#### [Exercise goal]
Please convert the whole listing below into a JSON list of strings, one string for each line, leaving out blank lines.

#### [Supplied data]

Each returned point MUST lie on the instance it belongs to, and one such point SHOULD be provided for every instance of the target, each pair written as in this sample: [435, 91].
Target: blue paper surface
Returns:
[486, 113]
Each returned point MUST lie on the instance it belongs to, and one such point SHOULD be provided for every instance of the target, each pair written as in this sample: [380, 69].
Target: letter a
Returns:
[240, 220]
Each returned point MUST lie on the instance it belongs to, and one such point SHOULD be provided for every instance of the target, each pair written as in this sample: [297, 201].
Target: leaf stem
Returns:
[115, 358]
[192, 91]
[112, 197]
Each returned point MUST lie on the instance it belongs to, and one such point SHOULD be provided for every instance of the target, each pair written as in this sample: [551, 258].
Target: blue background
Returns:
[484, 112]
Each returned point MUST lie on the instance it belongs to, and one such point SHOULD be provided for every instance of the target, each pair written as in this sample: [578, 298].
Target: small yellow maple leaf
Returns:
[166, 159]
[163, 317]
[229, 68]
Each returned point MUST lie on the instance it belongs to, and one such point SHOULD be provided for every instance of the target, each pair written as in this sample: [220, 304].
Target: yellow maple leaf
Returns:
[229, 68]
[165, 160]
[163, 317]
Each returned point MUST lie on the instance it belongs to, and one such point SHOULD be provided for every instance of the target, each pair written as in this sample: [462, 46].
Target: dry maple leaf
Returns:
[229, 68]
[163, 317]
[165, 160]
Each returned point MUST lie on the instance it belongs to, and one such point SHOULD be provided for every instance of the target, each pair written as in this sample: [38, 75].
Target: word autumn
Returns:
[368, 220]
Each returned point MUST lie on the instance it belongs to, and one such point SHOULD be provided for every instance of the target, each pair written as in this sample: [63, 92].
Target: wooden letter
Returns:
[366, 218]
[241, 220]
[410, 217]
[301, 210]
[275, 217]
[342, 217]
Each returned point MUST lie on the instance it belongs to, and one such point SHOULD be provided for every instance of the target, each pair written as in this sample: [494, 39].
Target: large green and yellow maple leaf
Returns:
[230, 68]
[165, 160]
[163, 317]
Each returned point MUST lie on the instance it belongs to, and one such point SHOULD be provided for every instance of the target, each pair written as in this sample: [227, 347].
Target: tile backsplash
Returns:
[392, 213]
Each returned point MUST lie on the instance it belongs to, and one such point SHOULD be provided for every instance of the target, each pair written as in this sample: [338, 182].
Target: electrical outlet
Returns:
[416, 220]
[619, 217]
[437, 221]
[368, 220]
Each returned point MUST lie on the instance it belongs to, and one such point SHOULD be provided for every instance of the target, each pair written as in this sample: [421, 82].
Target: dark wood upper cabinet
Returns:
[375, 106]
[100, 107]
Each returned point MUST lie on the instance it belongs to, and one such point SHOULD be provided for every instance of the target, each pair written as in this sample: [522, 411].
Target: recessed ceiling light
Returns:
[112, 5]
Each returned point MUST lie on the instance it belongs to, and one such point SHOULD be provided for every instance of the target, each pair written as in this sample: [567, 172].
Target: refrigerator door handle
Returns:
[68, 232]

#### [Solution to this problem]
[
  "Each returned point MUST lie on the instance it belongs to, and one such point SHOULD be provided for every instance of the target, each pair written as in this sample: [435, 91].",
  "Target: blue paper surface",
  "Returns:",
  "[486, 113]",
  "Each returned point MUST lie on the instance it belongs to, and one such point SHOULD be provided for every instance of the target, each pair written as in this sample: [380, 69].",
  "Target: letter a",
  "Returns:",
  "[240, 220]",
  "Each returned point MUST lie on the instance it belongs to, and one such point SHOULD be provided for every instance of the target, each pair written as in this sample: [297, 201].",
  "Target: leaf stem",
  "Returns:",
  "[115, 358]",
  "[192, 91]",
  "[112, 197]",
  "Each returned point MUST lie on the instance it belongs to, and one such point SHOULD be provided for every instance of the target, each pair written as in this sample: [551, 258].",
  "Target: blue background",
  "Returns:",
  "[484, 112]",
  "Each returned point MUST lie on the instance it belongs to, and one such point SHOULD be provided for every instance of the target, each pair written as in this sample: [578, 298].",
  "Target: small yellow maple leaf",
  "Returns:",
  "[166, 159]",
  "[163, 317]",
  "[229, 68]",
  "Each returned point MUST lie on the instance it belongs to, and one such point SHOULD be provided for every instance of the target, each pair written as in this sample: [220, 304].",
  "Target: yellow maple leaf",
  "Returns:",
  "[229, 68]",
  "[165, 160]",
  "[163, 317]",
  "Each returned point MUST lie on the instance it belongs to, and one such point SHOULD be provided for every instance of the target, each pair written as in this sample: [462, 46].",
  "Target: dry maple leaf",
  "Returns:",
  "[229, 68]",
  "[163, 317]",
  "[165, 160]",
  "Each returned point MUST lie on the instance it belongs to, and one such point SHOULD be provided for every instance of the target, each pair written as in this sample: [38, 75].",
  "Target: word autumn",
  "Returns:",
  "[368, 220]",
  "Each returned point MUST lie on the instance it belongs to, and one such point SHOULD be provided for every instance of the target, each pair written as in this sample: [63, 92].",
  "Target: wooden letter",
  "Returns:",
  "[366, 218]",
  "[241, 220]",
  "[410, 217]",
  "[301, 210]",
  "[275, 217]",
  "[342, 217]",
  "Each returned point MUST lie on the instance it belongs to, and one such point SHOULD be provided for every instance of the target, each pair written as in this sample: [494, 39].",
  "Target: large green and yellow maple leaf",
  "Returns:",
  "[230, 68]",
  "[165, 160]",
  "[163, 317]",
  "Each returned point MUST lie on the instance it belongs to, and one such point SHOULD be provided for every instance of the target, each pair written as in this sample: [227, 347].",
  "Target: tile backsplash",
  "Returns:",
  "[392, 213]",
  "Each returned point MUST lie on the instance it belongs to, and one such point SHOULD be provided for every instance of the target, each pair written as in this sample: [338, 182].",
  "Target: electrical outlet",
  "Returns:",
  "[416, 220]",
  "[619, 217]",
  "[437, 221]",
  "[368, 220]",
  "Each returned point MUST lie on the instance it belongs to, and one such point SHOULD be provided for every instance of the target, each pair written as in this sample: [421, 82].",
  "Target: dark wood upper cabinet",
  "Returns:",
  "[375, 106]",
  "[100, 107]",
  "Each returned point MUST lie on the instance it belongs to, and one such point SHOULD be provided for every instance of the target, each pair written as in this sample: [522, 411].",
  "Target: recessed ceiling light",
  "Returns:",
  "[112, 5]",
  "Each returned point MUST lie on the instance it belongs to, and one such point SHOULD be provided for every instance of the target, each pair written as in this sample: [567, 172].",
  "Target: refrigerator door handle",
  "Returns:",
  "[68, 232]"
]